#### Passage to read

____________

Note that this is just a portion of the file ``examples/top_artists.py``.
In particular, ``Streams`` is defined as a :class:`~luigi.task.Task`,
acting as a dependency for ``AggregateArtists``.
In addition, ``luigi.run()`` is called if the script is executed directly,
allowing it to be run from the command line.

There are several pieces of this snippet that deserve more explanation.

-  Any :class:`~luigi.task.Task` may be customized by instantiating one
   or more :class:`~luigi.parameter.Parameter` objects on the class level.
-  The :func:`~luigi.task.Task.output` method tells Luigi where the result
   of running the task will end up. The path can be some function of the
   parameters.
-  The :func:`~luigi.task.Task.requires` tasks specifies other tasks that
   we need to perform this task. In this case it's an external dump named
   *Streams* which takes the date as the argument.

____________

#### Data shown
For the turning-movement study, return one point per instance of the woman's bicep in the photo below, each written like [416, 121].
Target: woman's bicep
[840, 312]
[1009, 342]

____________

#### Job
Rewrite the Luigi example passage from "Note that this" to "parameters.", changing "snippet" to "excerpt".

#### Final result
Note that this is just a portion of the file ``examples/top_artists.py``.
In particular, ``Streams`` is defined as a :class:`~luigi.task.Task`,
acting as a dependency for ``AggregateArtists``.
In addition, ``luigi.run()`` is called if the script is executed directly,
allowing it to be run from the command line.

There are several pieces of this excerpt that deserve more explanation.

-  Any :class:`~luigi.task.Task` may be customized by instantiating one
   or more :class:`~luigi.parameter.Parameter` objects on the class level.
-  The :func:`~luigi.task.Task.output` method tells Luigi where the result
   of running the task will end up. The path can be some function of the
   parameters.